╭─ DATOS PROPORCIONADOS
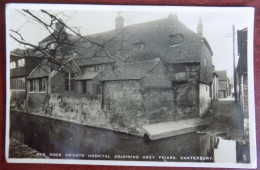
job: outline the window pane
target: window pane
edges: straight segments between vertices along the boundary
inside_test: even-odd
[[[74,80],[70,80],[70,90],[73,91],[74,90]]]
[[[39,79],[39,91],[42,91],[42,79]]]

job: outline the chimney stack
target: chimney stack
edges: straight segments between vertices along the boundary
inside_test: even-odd
[[[199,23],[198,23],[198,26],[197,26],[197,34],[199,36],[203,36],[203,25],[202,25],[202,22],[201,22],[201,18],[199,18]]]
[[[121,16],[121,12],[118,12],[118,16],[116,17],[115,29],[121,30],[124,28],[124,18]]]
[[[168,18],[172,18],[172,19],[175,19],[175,20],[178,20],[178,15],[177,13],[175,12],[174,14],[172,14],[172,12],[168,15]]]

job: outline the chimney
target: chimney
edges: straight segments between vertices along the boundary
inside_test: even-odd
[[[172,14],[172,12],[171,12],[171,13],[168,15],[168,18],[178,20],[178,15],[177,15],[176,12],[175,12],[174,14]]]
[[[55,23],[55,31],[56,32],[65,32],[65,26],[61,19]]]
[[[121,12],[118,12],[116,17],[115,29],[120,30],[124,28],[124,18],[121,16]]]
[[[197,34],[199,36],[203,36],[203,25],[202,25],[202,22],[201,22],[201,18],[199,18],[199,23],[198,23],[198,26],[197,26]]]

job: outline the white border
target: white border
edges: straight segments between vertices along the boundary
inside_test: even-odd
[[[247,13],[251,20],[248,27],[248,92],[249,92],[249,124],[250,124],[250,160],[251,164],[242,163],[193,163],[193,162],[148,162],[148,161],[106,161],[106,160],[69,160],[69,159],[16,159],[8,158],[9,151],[9,114],[10,114],[10,51],[9,51],[9,10],[12,9],[48,9],[48,10],[102,10],[102,11],[202,11],[203,12],[226,12],[236,7],[173,7],[173,6],[127,6],[127,5],[71,5],[71,4],[7,4],[6,5],[6,148],[5,159],[8,163],[50,163],[50,164],[82,164],[82,165],[128,165],[128,166],[163,166],[163,167],[219,167],[219,168],[256,168],[256,129],[255,129],[255,97],[254,97],[254,60],[253,60],[253,32],[254,32],[254,8],[239,8]]]

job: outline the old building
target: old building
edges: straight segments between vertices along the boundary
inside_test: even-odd
[[[32,50],[15,49],[10,52],[11,108],[24,110],[26,77],[35,68],[38,59]]]
[[[124,22],[116,18],[117,29],[93,37],[98,37],[99,42],[108,42],[126,63],[160,58],[175,93],[174,112],[187,118],[205,114],[211,104],[213,53],[203,37],[202,22],[194,33],[172,14],[126,27],[119,21]],[[109,41],[115,35],[118,36]]]
[[[81,75],[71,57],[62,58],[62,67],[41,61],[27,76],[27,102],[30,108],[44,108],[50,94],[74,94],[75,79]]]
[[[247,77],[247,28],[237,31],[238,64],[236,68],[237,101],[248,117],[248,77]]]
[[[207,113],[213,53],[201,20],[195,33],[177,15],[129,26],[118,16],[114,30],[89,35],[88,42],[58,28],[65,47],[78,44],[64,52],[55,32],[39,43],[53,61],[42,61],[27,77],[29,106],[46,107],[52,94],[59,94],[56,102],[84,96],[83,105],[89,98],[100,102],[110,123],[139,128]]]
[[[83,73],[76,78],[77,93],[101,98],[99,80],[113,71],[115,60],[109,57],[89,57],[77,59],[76,63]]]
[[[227,98],[230,96],[230,84],[229,79],[227,77],[226,71],[216,71],[218,75],[218,97]]]
[[[160,59],[124,64],[101,82],[103,109],[123,116],[126,123],[172,119],[174,93]]]

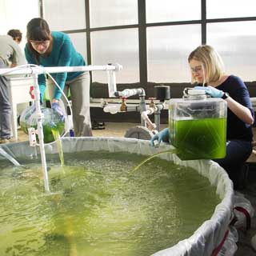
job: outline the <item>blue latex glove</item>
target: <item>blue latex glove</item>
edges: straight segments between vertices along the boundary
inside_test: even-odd
[[[154,146],[154,141],[158,141],[158,143],[161,142],[169,142],[169,128],[162,130],[157,134],[154,134],[150,139],[150,145]]]
[[[206,94],[213,98],[222,98],[224,94],[222,90],[218,90],[213,86],[195,86],[194,89],[196,90],[204,90]]]
[[[65,120],[65,114],[63,110],[61,109],[58,102],[51,103],[51,108],[54,110],[56,112],[59,114],[61,116],[62,121],[63,122]]]

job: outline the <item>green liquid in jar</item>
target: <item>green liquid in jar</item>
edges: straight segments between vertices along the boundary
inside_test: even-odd
[[[171,144],[182,160],[225,157],[226,118],[170,120],[169,123]]]

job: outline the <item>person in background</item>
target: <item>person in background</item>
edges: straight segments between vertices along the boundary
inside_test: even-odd
[[[18,43],[10,35],[0,35],[0,69],[25,63],[25,58]],[[7,143],[11,138],[9,86],[8,78],[0,75],[0,143]]]
[[[7,34],[11,36],[18,44],[20,44],[22,40],[22,33],[19,30],[10,30]]]
[[[206,94],[227,102],[226,155],[213,160],[226,170],[236,189],[242,166],[252,153],[254,114],[249,91],[238,77],[225,74],[222,58],[210,46],[196,48],[189,55],[188,62],[194,89],[204,90]],[[152,138],[151,146],[154,140],[168,142],[168,128]]]
[[[62,32],[50,31],[46,20],[40,18],[33,18],[27,24],[26,29],[27,43],[25,47],[25,55],[28,63],[43,66],[86,65],[82,56],[74,49],[70,37]],[[53,74],[52,76],[66,96],[68,90],[70,91],[74,135],[92,136],[89,72],[63,72]],[[44,74],[38,76],[38,84],[42,102],[46,90]],[[51,107],[63,114],[63,108],[59,106],[59,103],[61,98],[64,104],[66,100],[62,96],[61,90],[51,81],[47,82],[47,85]]]

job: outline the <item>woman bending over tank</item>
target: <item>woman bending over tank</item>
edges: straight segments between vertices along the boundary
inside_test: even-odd
[[[47,22],[40,18],[33,18],[26,26],[27,43],[25,54],[28,63],[43,66],[85,66],[82,56],[74,49],[70,37],[62,32],[50,31]],[[52,74],[66,95],[70,90],[72,100],[74,135],[91,136],[90,115],[90,74],[89,72],[63,72]],[[38,76],[41,100],[46,90],[46,77]],[[54,82],[47,81],[51,107],[63,114],[59,106],[62,94]],[[66,100],[62,96],[63,102]],[[62,103],[63,105],[63,103]],[[62,109],[64,108],[63,106]],[[65,111],[66,112],[66,111]]]

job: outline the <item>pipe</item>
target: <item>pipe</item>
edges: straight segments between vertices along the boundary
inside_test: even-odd
[[[154,109],[153,107],[150,107],[141,114],[142,118],[146,122],[150,130],[155,130],[156,128],[156,125],[153,123],[148,117],[148,114],[152,114],[153,113],[154,113]]]
[[[74,71],[96,71],[96,70],[114,70],[119,71],[122,69],[122,65],[105,65],[105,66],[51,66],[44,67],[34,66],[29,67],[29,64],[18,66],[14,68],[6,68],[0,70],[0,75],[8,74],[33,74],[45,73],[62,73]]]
[[[4,158],[8,159],[9,161],[10,161],[15,166],[18,166],[18,167],[22,166],[16,159],[14,159],[12,156],[10,156],[2,147],[0,147],[0,154],[2,154]]]
[[[41,162],[42,162],[42,166],[43,178],[45,182],[45,189],[46,192],[50,192],[46,158],[45,146],[43,142],[43,130],[42,130],[43,114],[42,113],[41,107],[40,107],[40,90],[39,90],[38,78],[38,76],[37,74],[33,74],[34,85],[35,86],[34,88],[34,99],[35,99],[34,104],[35,104],[36,114],[38,117],[38,133],[39,146],[40,146],[40,152],[41,152]]]
[[[131,97],[134,95],[145,96],[145,90],[143,88],[138,89],[125,89],[122,91],[116,91],[114,92],[114,96],[116,97]]]
[[[154,115],[154,123],[156,124],[156,128],[158,131],[160,131],[160,114],[161,110],[165,108],[165,103],[158,103],[155,105],[155,111]]]

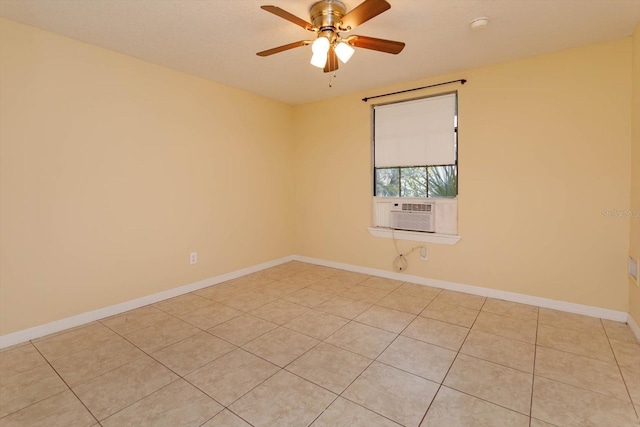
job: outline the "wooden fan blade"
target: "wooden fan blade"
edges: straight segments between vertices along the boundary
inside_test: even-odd
[[[305,30],[313,31],[313,25],[309,22],[305,21],[302,18],[298,18],[297,16],[287,12],[284,9],[280,9],[277,6],[260,6],[261,9],[266,10],[267,12],[271,12],[280,18],[286,19],[289,22],[293,22],[296,25],[304,28]]]
[[[300,40],[299,42],[293,42],[289,44],[285,44],[283,46],[274,47],[273,49],[263,50],[262,52],[256,53],[258,56],[269,56],[274,53],[284,52],[285,50],[293,49],[295,47],[306,46],[311,44],[309,40]]]
[[[342,17],[341,29],[354,29],[391,7],[385,0],[365,0]],[[350,27],[350,28],[349,28]]]
[[[324,72],[330,73],[338,69],[338,55],[336,55],[335,50],[333,48],[329,49],[327,53],[327,63],[324,66]]]
[[[402,52],[402,49],[404,49],[404,43],[402,42],[376,39],[374,37],[366,36],[351,36],[347,39],[347,43],[349,43],[351,46],[392,53],[394,55],[397,55],[398,53]]]

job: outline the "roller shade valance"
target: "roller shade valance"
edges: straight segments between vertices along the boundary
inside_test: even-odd
[[[455,164],[455,115],[455,94],[375,106],[375,167]]]

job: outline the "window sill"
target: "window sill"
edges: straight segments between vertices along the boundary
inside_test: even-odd
[[[383,227],[369,227],[369,233],[374,237],[397,240],[411,240],[412,242],[438,243],[441,245],[455,245],[462,237],[453,234],[421,233],[419,231],[392,230]]]

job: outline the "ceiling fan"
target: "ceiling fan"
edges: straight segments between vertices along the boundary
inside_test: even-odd
[[[296,47],[311,45],[313,52],[311,65],[323,68],[324,72],[328,73],[338,69],[338,59],[346,63],[353,55],[354,47],[398,54],[404,49],[402,42],[358,35],[343,37],[340,34],[351,31],[390,7],[391,5],[385,0],[365,0],[347,13],[344,4],[340,1],[321,0],[314,3],[309,10],[310,23],[277,6],[262,6],[262,9],[267,12],[293,22],[305,30],[313,31],[316,33],[316,39],[285,44],[258,52],[257,55],[269,56]]]

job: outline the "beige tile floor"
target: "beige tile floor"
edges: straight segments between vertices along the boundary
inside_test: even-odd
[[[638,426],[627,325],[291,262],[0,352],[0,426]]]

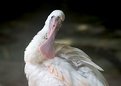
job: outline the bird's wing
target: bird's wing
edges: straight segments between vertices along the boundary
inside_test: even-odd
[[[59,43],[55,44],[55,48],[56,55],[69,62],[78,73],[88,79],[91,86],[108,86],[105,78],[98,71],[103,71],[103,69],[96,65],[82,50]],[[94,83],[96,84],[93,85]]]

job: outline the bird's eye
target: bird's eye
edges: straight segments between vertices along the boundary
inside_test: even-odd
[[[54,16],[51,16],[51,19],[53,18]]]

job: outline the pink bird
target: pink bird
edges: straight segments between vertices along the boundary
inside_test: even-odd
[[[54,10],[24,52],[29,86],[108,86],[96,65],[82,50],[55,43],[65,15]]]

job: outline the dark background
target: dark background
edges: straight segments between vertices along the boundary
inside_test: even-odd
[[[62,9],[80,15],[98,16],[109,31],[120,29],[119,1],[88,0],[43,0],[43,1],[0,1],[0,22],[16,19],[26,12],[38,9]]]
[[[56,39],[82,49],[110,86],[120,86],[120,7],[116,0],[0,1],[0,86],[27,86],[25,48],[55,9],[66,16]]]

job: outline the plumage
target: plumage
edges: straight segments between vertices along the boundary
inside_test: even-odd
[[[25,74],[29,86],[108,86],[96,65],[82,50],[55,43],[65,15],[53,11],[25,50]]]

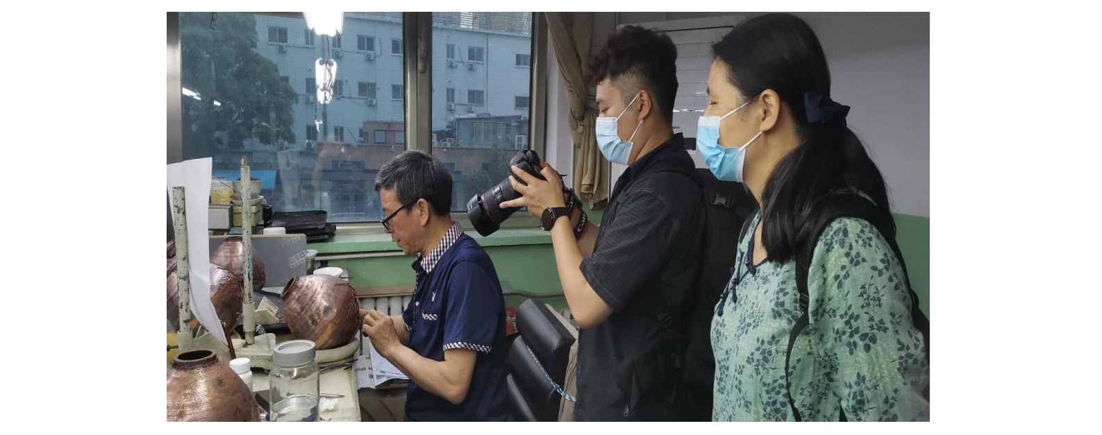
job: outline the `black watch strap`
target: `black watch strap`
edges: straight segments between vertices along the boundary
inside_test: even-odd
[[[570,218],[573,207],[550,207],[543,210],[543,218],[540,219],[540,227],[544,231],[550,231],[554,227],[554,221],[561,217]]]

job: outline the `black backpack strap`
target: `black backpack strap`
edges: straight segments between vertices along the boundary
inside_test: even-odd
[[[808,293],[808,272],[811,268],[811,257],[814,254],[815,244],[819,241],[819,236],[822,231],[827,229],[834,219],[841,217],[853,217],[858,219],[864,219],[872,224],[884,240],[888,242],[892,247],[892,251],[895,253],[896,259],[899,261],[899,265],[904,271],[905,283],[907,284],[907,290],[910,293],[911,298],[911,319],[915,324],[915,328],[922,333],[923,341],[926,344],[926,356],[929,360],[929,336],[930,336],[930,320],[922,313],[918,305],[918,295],[915,290],[910,286],[910,276],[907,273],[907,264],[904,262],[903,253],[899,250],[899,246],[895,240],[895,220],[892,216],[886,216],[883,214],[873,202],[866,199],[858,194],[839,194],[831,195],[824,198],[811,213],[808,218],[808,224],[811,225],[811,231],[808,233],[807,239],[802,240],[796,250],[796,285],[799,291],[799,302],[800,302],[800,317],[796,320],[796,325],[792,326],[792,331],[788,336],[788,349],[785,351],[785,389],[788,392],[788,405],[792,411],[792,417],[796,421],[802,421],[800,412],[796,409],[796,400],[791,392],[791,382],[789,380],[789,367],[792,357],[792,346],[796,344],[796,338],[799,337],[800,333],[810,323],[810,317],[808,313],[809,307],[809,293]],[[926,395],[929,395],[929,390],[927,390]],[[840,415],[842,421],[845,421],[844,411]]]

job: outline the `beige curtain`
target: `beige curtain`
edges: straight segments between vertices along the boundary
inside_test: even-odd
[[[548,33],[559,61],[559,74],[570,107],[570,135],[579,149],[574,162],[574,192],[590,200],[590,208],[602,208],[608,202],[608,162],[594,138],[597,111],[586,104],[585,68],[590,63],[593,40],[593,12],[543,12]]]

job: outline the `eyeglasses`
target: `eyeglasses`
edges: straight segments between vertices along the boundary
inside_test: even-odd
[[[411,200],[409,203],[406,203],[406,205],[403,205],[401,207],[398,207],[398,209],[395,210],[395,213],[391,213],[390,216],[387,216],[386,219],[382,219],[382,222],[381,222],[382,224],[382,229],[385,229],[387,231],[390,231],[390,219],[393,219],[395,216],[398,216],[398,211],[401,211],[402,209],[409,208],[409,206],[417,204],[418,200],[420,200],[420,198],[413,199],[413,200]]]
╰─
• **DESCRIPCIÓN DEL EJERCICIO**: Localiza en los registros anteriores cada línea que contenga la cadena "bird" y cópiala. Se distinguen mayúsculas y minúsculas.

• **RESPUESTA CORRECTA**:
job: outline the bird's wing
target: bird's wing
job: outline the bird's eye
target: bird's eye
job: outline the pink bird
target: pink bird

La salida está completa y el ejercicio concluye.